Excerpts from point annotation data

════════════════════

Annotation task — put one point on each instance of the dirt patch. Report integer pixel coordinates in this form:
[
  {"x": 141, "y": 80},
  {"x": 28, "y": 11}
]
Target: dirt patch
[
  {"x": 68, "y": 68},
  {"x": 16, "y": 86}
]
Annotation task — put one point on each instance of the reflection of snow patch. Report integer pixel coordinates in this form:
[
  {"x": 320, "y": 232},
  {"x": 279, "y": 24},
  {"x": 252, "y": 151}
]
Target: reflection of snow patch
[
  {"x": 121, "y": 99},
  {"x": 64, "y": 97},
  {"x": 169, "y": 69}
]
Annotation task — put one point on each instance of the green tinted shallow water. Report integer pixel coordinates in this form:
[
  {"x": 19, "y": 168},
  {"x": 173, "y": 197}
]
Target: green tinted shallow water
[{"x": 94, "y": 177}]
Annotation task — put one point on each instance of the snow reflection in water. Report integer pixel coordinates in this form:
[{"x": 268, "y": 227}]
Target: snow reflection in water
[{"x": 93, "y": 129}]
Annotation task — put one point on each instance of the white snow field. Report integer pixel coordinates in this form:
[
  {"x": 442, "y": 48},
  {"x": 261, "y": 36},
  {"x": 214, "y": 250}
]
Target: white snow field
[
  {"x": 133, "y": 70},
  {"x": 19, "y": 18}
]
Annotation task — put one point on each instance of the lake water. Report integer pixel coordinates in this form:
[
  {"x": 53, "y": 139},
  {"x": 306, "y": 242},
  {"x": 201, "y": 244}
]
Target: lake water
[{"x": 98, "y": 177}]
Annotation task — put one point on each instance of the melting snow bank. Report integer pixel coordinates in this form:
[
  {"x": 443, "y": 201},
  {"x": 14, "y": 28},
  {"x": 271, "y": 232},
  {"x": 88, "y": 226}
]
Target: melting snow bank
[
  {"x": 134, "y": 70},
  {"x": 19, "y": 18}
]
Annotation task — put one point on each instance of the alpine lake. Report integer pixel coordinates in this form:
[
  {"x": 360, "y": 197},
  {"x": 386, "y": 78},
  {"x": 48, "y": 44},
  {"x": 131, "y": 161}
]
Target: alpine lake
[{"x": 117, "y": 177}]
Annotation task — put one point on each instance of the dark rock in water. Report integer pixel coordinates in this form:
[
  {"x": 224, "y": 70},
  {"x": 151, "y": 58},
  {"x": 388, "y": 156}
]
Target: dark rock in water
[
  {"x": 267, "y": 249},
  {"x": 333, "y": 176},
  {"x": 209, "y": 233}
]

════════════════════

■ Written exercise
Take the entries above and transcribe them exactly.

■ Solution to this task
Annotation task — put one point on each instance of the dirt patch. Report integer pixel coordinates in this form:
[
  {"x": 141, "y": 80},
  {"x": 28, "y": 11}
]
Target: dirt patch
[
  {"x": 68, "y": 68},
  {"x": 16, "y": 86}
]
Annotation task — put one point on each instance of the reflection of snow patch. Report integer pixel coordinates in this form:
[
  {"x": 320, "y": 232},
  {"x": 279, "y": 24},
  {"x": 252, "y": 151}
]
Target: reflection of snow patch
[
  {"x": 121, "y": 99},
  {"x": 64, "y": 97},
  {"x": 169, "y": 69}
]
Annotation task — put one point on each instance of the green tinted shallow water. Report integer pixel coordinates in this form:
[
  {"x": 19, "y": 168},
  {"x": 173, "y": 197}
]
Target: green tinted shallow water
[{"x": 94, "y": 177}]
Annotation task — put one point on each instance of the snow reflection in water. Report integer pixel coordinates in this form:
[{"x": 268, "y": 227}]
Target: snow reflection in water
[{"x": 93, "y": 129}]
Annotation task — put one point on each instance of the white snow field. Report integer pixel coordinates in this form:
[
  {"x": 442, "y": 48},
  {"x": 261, "y": 36},
  {"x": 214, "y": 250}
]
Target: white snow field
[
  {"x": 133, "y": 70},
  {"x": 19, "y": 18}
]
Annotation task — put one point on each instance of the lake water. Report integer pixel coordinates in this form:
[
  {"x": 53, "y": 139},
  {"x": 306, "y": 242},
  {"x": 201, "y": 244}
]
Target: lake water
[{"x": 98, "y": 177}]
Annotation task — put one point on each instance of the melting snow bank. Report integer pixel coordinates in this form:
[
  {"x": 443, "y": 201},
  {"x": 14, "y": 28},
  {"x": 271, "y": 232},
  {"x": 88, "y": 226}
]
Target: melting snow bank
[
  {"x": 134, "y": 70},
  {"x": 19, "y": 18}
]
Annotation task — put one point on each instance of the alpine lake. Report integer pixel coordinates in this form:
[
  {"x": 360, "y": 197},
  {"x": 386, "y": 78},
  {"x": 48, "y": 44},
  {"x": 131, "y": 161}
]
Target: alpine lake
[{"x": 117, "y": 177}]
Annotation task — put one point on each instance of the dark rock in water. Report integer pixel coordinates in this form:
[
  {"x": 224, "y": 70},
  {"x": 151, "y": 58},
  {"x": 388, "y": 156}
]
Target: dark rock in water
[
  {"x": 267, "y": 249},
  {"x": 333, "y": 176},
  {"x": 209, "y": 233}
]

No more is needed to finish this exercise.